BEGIN INPUT FOR THIS TASK
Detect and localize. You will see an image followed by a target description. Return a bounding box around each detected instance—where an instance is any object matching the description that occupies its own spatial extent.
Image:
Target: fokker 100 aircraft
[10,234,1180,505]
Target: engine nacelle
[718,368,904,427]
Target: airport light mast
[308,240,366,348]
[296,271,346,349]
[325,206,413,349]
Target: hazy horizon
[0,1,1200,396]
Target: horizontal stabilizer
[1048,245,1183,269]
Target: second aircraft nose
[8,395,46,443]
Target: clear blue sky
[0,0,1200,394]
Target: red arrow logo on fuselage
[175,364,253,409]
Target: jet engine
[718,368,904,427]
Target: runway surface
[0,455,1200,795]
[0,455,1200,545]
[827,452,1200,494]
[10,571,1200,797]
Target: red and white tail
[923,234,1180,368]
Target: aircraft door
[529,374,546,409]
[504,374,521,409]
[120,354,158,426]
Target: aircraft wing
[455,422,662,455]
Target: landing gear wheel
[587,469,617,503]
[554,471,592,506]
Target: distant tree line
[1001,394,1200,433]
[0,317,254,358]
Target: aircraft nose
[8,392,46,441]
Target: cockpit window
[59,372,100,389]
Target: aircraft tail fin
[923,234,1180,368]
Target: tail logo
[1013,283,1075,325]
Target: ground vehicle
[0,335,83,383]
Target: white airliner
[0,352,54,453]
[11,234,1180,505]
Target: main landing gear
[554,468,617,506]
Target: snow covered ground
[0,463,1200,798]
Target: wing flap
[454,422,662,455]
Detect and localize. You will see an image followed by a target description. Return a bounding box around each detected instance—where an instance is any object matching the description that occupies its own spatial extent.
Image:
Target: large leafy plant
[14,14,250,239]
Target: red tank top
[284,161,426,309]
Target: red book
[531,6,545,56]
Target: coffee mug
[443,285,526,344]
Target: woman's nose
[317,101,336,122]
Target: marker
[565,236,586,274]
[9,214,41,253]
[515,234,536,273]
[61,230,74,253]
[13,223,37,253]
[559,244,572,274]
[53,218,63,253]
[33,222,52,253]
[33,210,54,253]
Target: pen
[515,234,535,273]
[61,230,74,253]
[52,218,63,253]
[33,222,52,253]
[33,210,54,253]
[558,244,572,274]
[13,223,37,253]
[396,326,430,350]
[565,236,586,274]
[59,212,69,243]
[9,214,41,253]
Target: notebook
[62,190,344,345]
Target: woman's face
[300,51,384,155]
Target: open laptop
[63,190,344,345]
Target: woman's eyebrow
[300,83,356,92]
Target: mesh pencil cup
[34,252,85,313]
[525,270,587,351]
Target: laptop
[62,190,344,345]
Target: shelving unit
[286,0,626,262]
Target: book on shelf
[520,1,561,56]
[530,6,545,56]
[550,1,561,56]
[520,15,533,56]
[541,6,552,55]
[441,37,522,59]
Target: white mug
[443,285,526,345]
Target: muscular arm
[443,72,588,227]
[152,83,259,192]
END INPUT FOR THIS TASK
BEGIN INPUT FOR THIS TASK
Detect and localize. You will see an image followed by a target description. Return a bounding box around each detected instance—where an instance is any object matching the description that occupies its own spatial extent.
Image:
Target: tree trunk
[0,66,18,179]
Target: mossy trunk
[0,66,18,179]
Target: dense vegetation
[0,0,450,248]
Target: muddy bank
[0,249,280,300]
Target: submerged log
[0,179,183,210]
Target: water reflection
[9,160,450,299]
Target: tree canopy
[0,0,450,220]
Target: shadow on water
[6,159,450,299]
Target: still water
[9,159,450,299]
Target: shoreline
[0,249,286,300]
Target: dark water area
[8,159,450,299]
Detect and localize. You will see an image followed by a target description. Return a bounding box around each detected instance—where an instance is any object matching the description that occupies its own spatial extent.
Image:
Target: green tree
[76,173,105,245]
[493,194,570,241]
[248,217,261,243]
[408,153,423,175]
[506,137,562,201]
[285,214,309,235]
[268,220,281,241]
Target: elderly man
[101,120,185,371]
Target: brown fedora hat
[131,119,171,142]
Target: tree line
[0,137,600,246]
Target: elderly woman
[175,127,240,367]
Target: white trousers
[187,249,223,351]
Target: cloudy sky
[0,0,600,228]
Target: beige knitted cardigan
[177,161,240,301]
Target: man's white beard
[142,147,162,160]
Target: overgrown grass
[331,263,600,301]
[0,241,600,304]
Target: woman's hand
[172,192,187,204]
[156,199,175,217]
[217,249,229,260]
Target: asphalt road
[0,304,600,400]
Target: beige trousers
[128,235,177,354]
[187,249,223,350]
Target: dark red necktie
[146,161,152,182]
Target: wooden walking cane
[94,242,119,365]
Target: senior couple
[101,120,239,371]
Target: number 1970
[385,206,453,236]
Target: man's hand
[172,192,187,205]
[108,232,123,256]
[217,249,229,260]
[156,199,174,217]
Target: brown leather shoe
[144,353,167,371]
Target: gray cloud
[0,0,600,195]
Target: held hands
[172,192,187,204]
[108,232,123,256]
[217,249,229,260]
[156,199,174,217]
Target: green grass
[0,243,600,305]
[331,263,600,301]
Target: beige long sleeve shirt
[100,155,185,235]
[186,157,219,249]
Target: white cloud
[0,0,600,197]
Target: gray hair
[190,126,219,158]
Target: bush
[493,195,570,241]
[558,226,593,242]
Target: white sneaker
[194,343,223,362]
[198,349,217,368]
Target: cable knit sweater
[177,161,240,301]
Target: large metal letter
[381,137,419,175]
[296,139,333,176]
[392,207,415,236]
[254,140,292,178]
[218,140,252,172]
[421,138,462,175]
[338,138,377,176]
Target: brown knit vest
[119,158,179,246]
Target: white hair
END INPUT FOR THIS TASK
SET PROBLEM = Copy out word for word the lines starting at the one containing "Target: woman's nose" and ending at the one containing "[152,83,259,192]", both included.

IN RESPONSE =
Target: woman's nose
[317,101,336,122]
Target: marker
[565,236,586,274]
[9,214,41,253]
[515,234,536,273]
[61,230,74,253]
[13,223,37,253]
[559,244,572,274]
[53,218,63,253]
[33,222,52,253]
[33,210,54,253]
Target: pen
[515,234,535,273]
[61,230,74,253]
[52,218,63,253]
[33,222,52,253]
[33,210,54,253]
[558,244,572,274]
[13,223,37,253]
[396,326,430,350]
[565,236,586,274]
[59,212,69,243]
[9,214,41,253]
Target: notebook
[62,190,344,345]
Target: woman's face
[300,51,384,155]
Target: open laptop
[63,190,344,345]
Target: woman's eyebrow
[300,83,356,92]
Target: mesh pencil cup
[34,252,85,313]
[525,270,587,351]
Target: laptop
[62,190,344,345]
Target: shelving unit
[286,0,626,262]
Target: book on shelf
[520,1,561,56]
[530,6,545,56]
[550,1,561,56]
[520,15,533,56]
[541,6,552,55]
[441,37,522,59]
Target: white mug
[443,285,526,345]
Target: muscular arm
[443,72,588,227]
[152,83,259,192]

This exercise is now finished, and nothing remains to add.